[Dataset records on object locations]
━━━━━━━━━━
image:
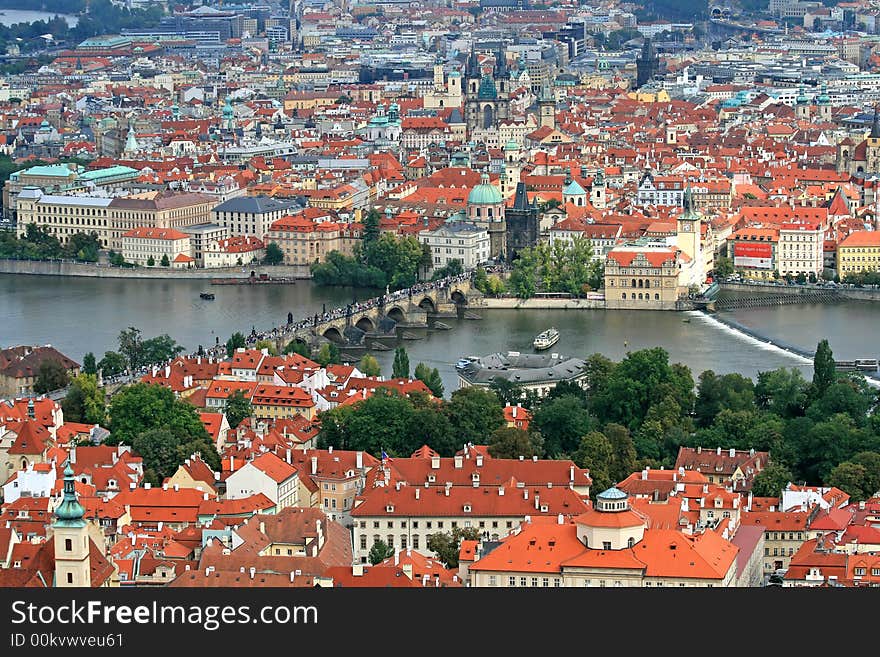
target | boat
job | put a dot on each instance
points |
(546, 339)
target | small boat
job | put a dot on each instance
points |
(546, 339)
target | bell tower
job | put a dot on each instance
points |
(71, 539)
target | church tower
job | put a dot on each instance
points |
(872, 152)
(802, 106)
(71, 539)
(598, 191)
(547, 108)
(688, 229)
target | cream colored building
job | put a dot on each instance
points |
(110, 218)
(141, 244)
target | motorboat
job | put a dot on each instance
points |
(546, 339)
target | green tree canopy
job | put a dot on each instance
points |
(379, 552)
(84, 401)
(511, 443)
(446, 545)
(400, 366)
(274, 254)
(238, 407)
(369, 365)
(51, 376)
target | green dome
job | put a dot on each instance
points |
(485, 193)
(70, 512)
(487, 90)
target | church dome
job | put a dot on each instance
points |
(485, 193)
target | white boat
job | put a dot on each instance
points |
(546, 339)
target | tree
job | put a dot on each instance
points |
(400, 366)
(158, 447)
(112, 363)
(511, 443)
(715, 393)
(89, 364)
(771, 481)
(509, 392)
(236, 341)
(446, 545)
(623, 452)
(131, 346)
(782, 391)
(84, 401)
(141, 407)
(369, 365)
(371, 228)
(297, 347)
(268, 345)
(51, 376)
(474, 414)
(379, 552)
(595, 453)
(851, 478)
(328, 354)
(430, 378)
(238, 407)
(160, 349)
(274, 254)
(562, 422)
(824, 369)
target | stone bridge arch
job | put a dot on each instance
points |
(334, 335)
(365, 324)
(427, 304)
(397, 314)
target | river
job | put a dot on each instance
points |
(77, 315)
(13, 16)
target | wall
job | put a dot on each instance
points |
(70, 268)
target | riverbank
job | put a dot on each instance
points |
(512, 303)
(88, 270)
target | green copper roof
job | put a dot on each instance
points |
(573, 189)
(484, 193)
(487, 89)
(70, 512)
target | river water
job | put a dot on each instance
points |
(13, 16)
(77, 315)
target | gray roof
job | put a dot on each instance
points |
(255, 205)
(523, 368)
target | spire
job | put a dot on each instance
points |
(70, 512)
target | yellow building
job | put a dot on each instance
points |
(859, 252)
(277, 402)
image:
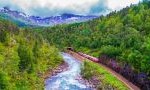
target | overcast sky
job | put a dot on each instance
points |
(58, 7)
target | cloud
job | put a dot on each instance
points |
(57, 7)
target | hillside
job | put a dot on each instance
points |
(122, 35)
(24, 58)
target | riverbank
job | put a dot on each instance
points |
(61, 68)
(104, 79)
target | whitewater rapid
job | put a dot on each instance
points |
(67, 79)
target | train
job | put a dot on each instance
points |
(141, 80)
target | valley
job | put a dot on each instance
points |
(76, 52)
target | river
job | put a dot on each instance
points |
(67, 80)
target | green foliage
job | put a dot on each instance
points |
(123, 35)
(24, 58)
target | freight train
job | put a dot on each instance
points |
(141, 80)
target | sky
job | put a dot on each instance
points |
(58, 7)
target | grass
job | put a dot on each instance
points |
(93, 69)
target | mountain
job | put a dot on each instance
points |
(22, 19)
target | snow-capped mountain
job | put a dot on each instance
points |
(22, 19)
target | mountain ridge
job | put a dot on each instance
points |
(22, 19)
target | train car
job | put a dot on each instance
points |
(89, 57)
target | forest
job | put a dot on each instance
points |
(122, 35)
(24, 58)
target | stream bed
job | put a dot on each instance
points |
(67, 80)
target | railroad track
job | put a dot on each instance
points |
(117, 75)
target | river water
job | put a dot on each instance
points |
(67, 79)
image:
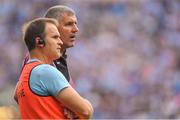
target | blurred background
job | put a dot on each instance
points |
(126, 60)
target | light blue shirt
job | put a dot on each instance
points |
(46, 80)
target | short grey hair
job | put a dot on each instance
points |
(58, 11)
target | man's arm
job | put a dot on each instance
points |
(73, 101)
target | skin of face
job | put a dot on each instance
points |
(53, 42)
(68, 29)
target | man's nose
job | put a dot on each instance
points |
(60, 41)
(75, 29)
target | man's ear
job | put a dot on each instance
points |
(39, 42)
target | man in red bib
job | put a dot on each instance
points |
(42, 91)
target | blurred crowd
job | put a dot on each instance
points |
(126, 60)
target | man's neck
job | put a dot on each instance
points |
(39, 56)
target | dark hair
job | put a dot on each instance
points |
(58, 11)
(35, 28)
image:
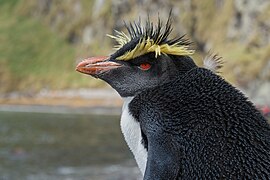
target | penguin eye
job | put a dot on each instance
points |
(145, 66)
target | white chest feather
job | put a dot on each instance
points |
(132, 134)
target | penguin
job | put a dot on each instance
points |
(181, 121)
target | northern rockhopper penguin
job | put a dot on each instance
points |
(179, 120)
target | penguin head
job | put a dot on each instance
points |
(144, 59)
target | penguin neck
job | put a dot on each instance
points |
(131, 130)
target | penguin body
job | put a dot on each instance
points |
(179, 120)
(198, 125)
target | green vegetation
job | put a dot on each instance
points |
(40, 45)
(33, 57)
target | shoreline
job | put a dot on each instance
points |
(82, 101)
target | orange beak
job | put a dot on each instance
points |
(96, 65)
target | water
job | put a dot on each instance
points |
(61, 146)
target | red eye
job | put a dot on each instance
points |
(145, 66)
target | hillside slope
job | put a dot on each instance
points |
(44, 39)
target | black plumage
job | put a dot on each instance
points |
(179, 120)
(208, 128)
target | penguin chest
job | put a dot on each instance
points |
(132, 134)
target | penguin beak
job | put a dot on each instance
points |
(96, 65)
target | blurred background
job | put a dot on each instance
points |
(59, 124)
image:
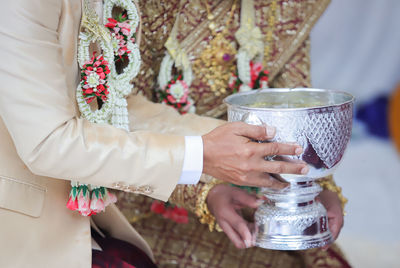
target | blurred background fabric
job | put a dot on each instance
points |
(355, 47)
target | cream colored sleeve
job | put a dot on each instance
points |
(40, 115)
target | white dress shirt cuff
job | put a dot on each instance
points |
(193, 160)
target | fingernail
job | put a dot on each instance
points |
(270, 131)
(259, 202)
(304, 170)
(299, 150)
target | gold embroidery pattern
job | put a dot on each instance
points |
(288, 66)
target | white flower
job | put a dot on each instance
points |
(93, 80)
(177, 90)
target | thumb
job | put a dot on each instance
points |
(262, 132)
(245, 199)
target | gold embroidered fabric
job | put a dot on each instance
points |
(192, 245)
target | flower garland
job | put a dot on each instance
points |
(176, 94)
(100, 81)
(94, 79)
(120, 29)
(258, 78)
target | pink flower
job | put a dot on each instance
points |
(84, 202)
(96, 203)
(171, 99)
(72, 203)
(111, 23)
(255, 69)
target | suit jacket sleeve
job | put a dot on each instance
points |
(40, 114)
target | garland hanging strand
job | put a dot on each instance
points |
(100, 81)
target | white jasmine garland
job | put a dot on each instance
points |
(165, 74)
(129, 6)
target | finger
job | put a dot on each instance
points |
(254, 132)
(245, 199)
(233, 236)
(280, 167)
(276, 148)
(262, 179)
(242, 229)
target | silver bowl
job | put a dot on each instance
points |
(320, 121)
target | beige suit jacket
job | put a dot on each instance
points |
(44, 143)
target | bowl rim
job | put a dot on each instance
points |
(230, 104)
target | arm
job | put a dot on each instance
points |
(38, 109)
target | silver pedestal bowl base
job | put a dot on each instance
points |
(318, 120)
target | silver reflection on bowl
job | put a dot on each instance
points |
(320, 121)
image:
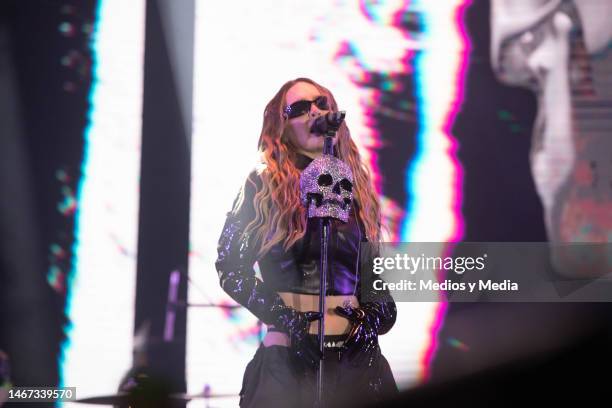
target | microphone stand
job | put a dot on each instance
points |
(325, 231)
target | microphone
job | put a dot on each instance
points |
(328, 122)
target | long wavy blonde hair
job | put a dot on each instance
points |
(279, 214)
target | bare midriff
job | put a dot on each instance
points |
(334, 323)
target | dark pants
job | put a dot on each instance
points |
(274, 378)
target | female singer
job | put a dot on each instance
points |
(269, 225)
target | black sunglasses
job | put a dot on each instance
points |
(301, 107)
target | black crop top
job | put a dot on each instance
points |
(297, 269)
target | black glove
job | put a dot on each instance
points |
(361, 344)
(296, 325)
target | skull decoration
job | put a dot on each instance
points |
(326, 187)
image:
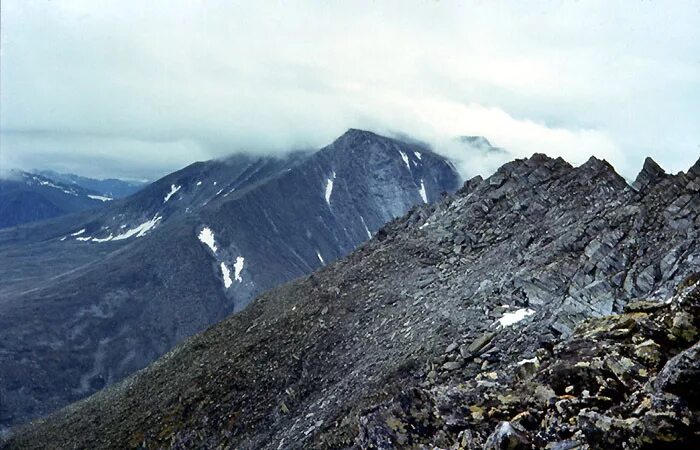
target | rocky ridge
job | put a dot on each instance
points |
(484, 289)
━━━━━━━━━━
Please repeat the records from the line holding "target | black glove" through the end of the records, inclusive. Leave the pictures out of your answer.

target | black glove
job | put a dot on each instance
points |
(361, 344)
(296, 325)
target | skull decoration
job | put a dot on each instance
points |
(326, 187)
image:
target | rocky ridge
job | put a dot on each instance
points |
(484, 289)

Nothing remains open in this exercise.